> **Work required**
Copy out every line below that contains the word "foot", matching case exactly.

> **Material for the task**
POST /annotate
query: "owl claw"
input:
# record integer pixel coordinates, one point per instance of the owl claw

==

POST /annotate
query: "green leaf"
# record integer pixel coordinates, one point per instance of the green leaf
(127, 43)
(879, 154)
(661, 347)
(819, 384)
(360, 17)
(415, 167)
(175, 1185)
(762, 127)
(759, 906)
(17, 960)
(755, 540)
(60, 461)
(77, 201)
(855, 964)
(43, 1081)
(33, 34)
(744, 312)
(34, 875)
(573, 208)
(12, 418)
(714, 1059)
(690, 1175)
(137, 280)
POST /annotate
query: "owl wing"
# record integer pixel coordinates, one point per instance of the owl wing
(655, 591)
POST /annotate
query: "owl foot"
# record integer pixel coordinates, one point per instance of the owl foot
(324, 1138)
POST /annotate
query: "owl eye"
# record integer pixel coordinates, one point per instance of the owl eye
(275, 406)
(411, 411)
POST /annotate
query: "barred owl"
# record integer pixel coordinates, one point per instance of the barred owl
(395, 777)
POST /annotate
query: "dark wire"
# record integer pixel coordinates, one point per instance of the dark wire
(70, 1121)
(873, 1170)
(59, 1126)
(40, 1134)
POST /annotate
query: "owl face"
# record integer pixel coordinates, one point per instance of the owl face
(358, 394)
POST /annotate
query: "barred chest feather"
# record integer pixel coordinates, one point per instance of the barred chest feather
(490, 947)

> **Reply to the exercise**
query: "owl foot"
# record integer pixel coordinates, one point per instance of the owl foot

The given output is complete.